## About this task
Restate the full listing precisely as written.

## Supplied data
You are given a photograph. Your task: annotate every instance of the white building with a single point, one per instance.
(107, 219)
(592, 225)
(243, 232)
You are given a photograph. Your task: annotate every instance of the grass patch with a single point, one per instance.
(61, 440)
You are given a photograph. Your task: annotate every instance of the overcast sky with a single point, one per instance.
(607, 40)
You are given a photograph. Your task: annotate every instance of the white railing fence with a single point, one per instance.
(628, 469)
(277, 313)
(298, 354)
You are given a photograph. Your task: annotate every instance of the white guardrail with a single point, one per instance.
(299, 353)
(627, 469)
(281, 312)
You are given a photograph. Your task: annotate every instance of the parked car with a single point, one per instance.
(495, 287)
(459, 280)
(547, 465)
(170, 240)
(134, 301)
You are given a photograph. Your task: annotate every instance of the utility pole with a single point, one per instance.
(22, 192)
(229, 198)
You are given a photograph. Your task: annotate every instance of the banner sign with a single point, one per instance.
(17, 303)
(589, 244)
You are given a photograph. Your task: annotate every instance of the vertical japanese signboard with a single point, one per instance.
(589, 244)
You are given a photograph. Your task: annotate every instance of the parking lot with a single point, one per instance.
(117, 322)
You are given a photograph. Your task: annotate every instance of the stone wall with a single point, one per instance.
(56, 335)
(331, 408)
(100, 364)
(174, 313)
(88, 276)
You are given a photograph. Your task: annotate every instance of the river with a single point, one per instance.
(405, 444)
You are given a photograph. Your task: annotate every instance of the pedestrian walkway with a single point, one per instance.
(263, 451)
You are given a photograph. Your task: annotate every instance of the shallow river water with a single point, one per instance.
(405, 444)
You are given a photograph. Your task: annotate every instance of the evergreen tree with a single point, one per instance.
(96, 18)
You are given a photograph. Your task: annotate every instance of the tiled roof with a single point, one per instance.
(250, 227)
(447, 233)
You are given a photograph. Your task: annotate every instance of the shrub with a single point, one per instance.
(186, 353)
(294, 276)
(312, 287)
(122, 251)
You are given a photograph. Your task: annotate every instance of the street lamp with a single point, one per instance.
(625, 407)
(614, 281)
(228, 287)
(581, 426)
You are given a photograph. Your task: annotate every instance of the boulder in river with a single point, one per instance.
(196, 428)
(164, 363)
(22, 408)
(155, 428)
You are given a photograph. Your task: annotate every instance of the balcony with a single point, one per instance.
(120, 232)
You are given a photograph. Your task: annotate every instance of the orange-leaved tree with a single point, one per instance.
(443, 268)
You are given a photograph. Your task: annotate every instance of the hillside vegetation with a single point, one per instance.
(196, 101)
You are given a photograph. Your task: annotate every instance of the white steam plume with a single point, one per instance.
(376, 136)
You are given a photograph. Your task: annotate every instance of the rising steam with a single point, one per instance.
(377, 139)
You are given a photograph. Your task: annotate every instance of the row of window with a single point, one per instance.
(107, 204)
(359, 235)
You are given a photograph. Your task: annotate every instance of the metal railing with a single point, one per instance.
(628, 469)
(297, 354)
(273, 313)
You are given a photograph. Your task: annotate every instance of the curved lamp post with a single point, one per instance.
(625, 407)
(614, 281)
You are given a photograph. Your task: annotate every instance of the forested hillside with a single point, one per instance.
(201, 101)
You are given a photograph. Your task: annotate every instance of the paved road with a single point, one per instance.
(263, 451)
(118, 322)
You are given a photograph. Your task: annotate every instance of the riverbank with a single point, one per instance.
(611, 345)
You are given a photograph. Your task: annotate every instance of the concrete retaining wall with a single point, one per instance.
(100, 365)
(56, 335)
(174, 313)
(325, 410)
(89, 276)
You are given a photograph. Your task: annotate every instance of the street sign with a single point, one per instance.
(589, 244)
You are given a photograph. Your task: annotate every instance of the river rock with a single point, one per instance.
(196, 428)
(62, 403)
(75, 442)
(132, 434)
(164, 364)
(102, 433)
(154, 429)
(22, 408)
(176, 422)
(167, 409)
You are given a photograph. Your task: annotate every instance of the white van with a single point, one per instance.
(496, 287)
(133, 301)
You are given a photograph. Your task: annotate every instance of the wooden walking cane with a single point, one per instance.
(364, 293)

## Your response
You are given a photograph. Your task: annotate every instance of the white building with a single point, one per instance.
(107, 219)
(592, 225)
(243, 232)
You are given a photograph. Your task: annotate every instance of the grass patch with a single point, one per instance.
(61, 440)
You are given a photograph. Your task: annotate every instance of the overcast sky with a single point, one per instance.
(607, 40)
You are given a photograph. Your task: annotate every instance of the white railing fence with a single point, one per instance.
(628, 469)
(277, 313)
(298, 354)
You are given a photograph. Your task: annotate every instance of the white guardrail with a single point, one per instance.
(299, 353)
(627, 469)
(281, 312)
You are given a photograph. Your task: annotate every instance of the parked car with a single point, one per instance.
(495, 287)
(459, 280)
(547, 465)
(170, 240)
(134, 301)
You are given a photograph. Your task: annotate every instance of the utility pole with a single point, one per instance.
(22, 192)
(229, 198)
You are given a photograph. Your task: annotate every instance of the banner sign with a single point, one per instance.
(17, 303)
(589, 244)
You are given a photograph. Your task: annotate every instance of the vertical japanese signboard with a single point, one per instance.
(589, 244)
You are given a photograph. Your task: annotate every instance of the parking lot with a single point, one per instance.
(117, 322)
You are given a photograph. Your task: annotate every instance of the stone wall with a single point, one per instance.
(56, 335)
(331, 408)
(100, 364)
(174, 313)
(88, 276)
You are given a photograph. Your task: annotate every instance of the river with a single point, one per instance.
(405, 444)
You are given a photograph. Your task: annotate every instance of the pedestrian walkway with a single point, one per instance.
(263, 451)
You are given a photograph. Your task: annotate every instance of the shallow river water with a single point, one per instance.
(405, 444)
You are given a photograph. Your task: annotate every instance of the evergreen tree with a single point, one per instance.
(96, 18)
You are given a photograph. Your task: annotate every instance of the tiled roof with a single point, one per instance.
(250, 227)
(447, 233)
You are given a photograph. Your task: annotate every instance of the shrub with a single point, one per instance.
(186, 353)
(294, 276)
(312, 287)
(122, 251)
You are given a photograph. Your task: annotate every instance of the street lamp with a single point, one per instance.
(625, 407)
(614, 281)
(228, 287)
(581, 426)
You are given a photograph. Your task: annotate every instance of the boulder in river with a single point, one per instance.
(196, 428)
(164, 363)
(22, 408)
(155, 428)
You are given a photograph. Your task: annotate every instance of the balcony with a single point, one per instance.
(120, 232)
You are given a photograph. Your task: annotate every instance of the orange-leaved tree with a single point, one per instance.
(443, 268)
You are given a photograph. Your task: annotate every instance of the hillside vegetation with a single point, one per instance.
(196, 101)
You are given a photograph. Your task: annotate every instance of the white steam plume with a single point, one per instance.
(376, 136)
You are given a photograph. Your task: annotate every instance of the rising steam with a single point, one per instance.
(377, 139)
You are given a photograph. Your task: annotate every instance of the row of window with a single point, one per instance.
(107, 204)
(359, 235)
You are given a photograph. Your task: annotate every instance of the metal railing with a single point, one per instance.
(628, 469)
(297, 354)
(273, 313)
You are given a photograph. Your task: annotate every instance of the curved lamp post with a single point, one per instance.
(625, 407)
(614, 281)
You are given a photograph. Your task: annotate every instance of the forested hillside with a single point, one per instance.
(201, 101)
You are given a photograph. Your task: annotate every instance of the paved road with a single point, one per instance.
(263, 451)
(118, 322)
You are given a photograph. Your task: annotate every instance of the riverbank with a single point, one per instance.
(611, 345)
You are given a photograph. Your task: annotate every instance of the concrete retaining wall with a single point, one per instance.
(100, 365)
(56, 335)
(174, 313)
(325, 410)
(89, 276)
You are given a photograph. Your task: annotate every instance of the street sign with a single point, one per instance.
(589, 244)
You are given a photograph. Your task: annotate every instance of the river rock with a single point, one per instance.
(196, 428)
(62, 403)
(75, 442)
(132, 434)
(164, 364)
(102, 433)
(154, 429)
(22, 408)
(176, 422)
(167, 409)
You are given a photograph. Your task: annotate every instance of the white van with a single point, one per instance.
(496, 287)
(133, 301)
You are given a photograph. Your task: annotate every instance of the wooden walking cane with a single point, one per instance.
(364, 293)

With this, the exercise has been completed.